- [WORK TO COMPLETE]:
As you look over the data below, please find each line where the word "window" appears, then copy it.

- [INPUT DATA]:
____

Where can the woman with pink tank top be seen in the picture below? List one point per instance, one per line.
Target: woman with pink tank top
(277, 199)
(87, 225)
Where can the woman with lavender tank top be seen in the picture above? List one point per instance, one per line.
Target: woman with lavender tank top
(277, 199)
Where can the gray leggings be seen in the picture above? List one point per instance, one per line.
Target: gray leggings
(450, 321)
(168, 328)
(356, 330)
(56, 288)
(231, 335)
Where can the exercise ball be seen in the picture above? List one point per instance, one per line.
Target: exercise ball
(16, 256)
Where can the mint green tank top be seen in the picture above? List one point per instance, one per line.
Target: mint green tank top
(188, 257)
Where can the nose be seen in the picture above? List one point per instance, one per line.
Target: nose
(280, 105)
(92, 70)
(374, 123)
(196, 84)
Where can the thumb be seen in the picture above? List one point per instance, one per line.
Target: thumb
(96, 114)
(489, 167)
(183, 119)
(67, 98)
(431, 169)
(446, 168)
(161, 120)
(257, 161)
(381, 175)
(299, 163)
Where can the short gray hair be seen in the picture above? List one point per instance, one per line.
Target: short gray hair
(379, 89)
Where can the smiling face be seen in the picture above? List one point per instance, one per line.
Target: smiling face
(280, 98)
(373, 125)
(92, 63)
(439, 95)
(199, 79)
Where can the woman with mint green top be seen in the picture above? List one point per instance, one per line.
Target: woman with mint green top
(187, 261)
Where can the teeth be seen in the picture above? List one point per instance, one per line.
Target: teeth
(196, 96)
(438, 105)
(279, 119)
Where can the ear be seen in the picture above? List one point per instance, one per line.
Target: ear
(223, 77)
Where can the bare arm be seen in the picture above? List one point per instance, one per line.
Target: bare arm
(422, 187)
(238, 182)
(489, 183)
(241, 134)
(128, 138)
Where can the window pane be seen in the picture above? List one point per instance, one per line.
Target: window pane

____

- [FINISHED EXERCISE]:
Where can the window pane be seen in the picture above? List one point per instance, one per line.
Target: window pane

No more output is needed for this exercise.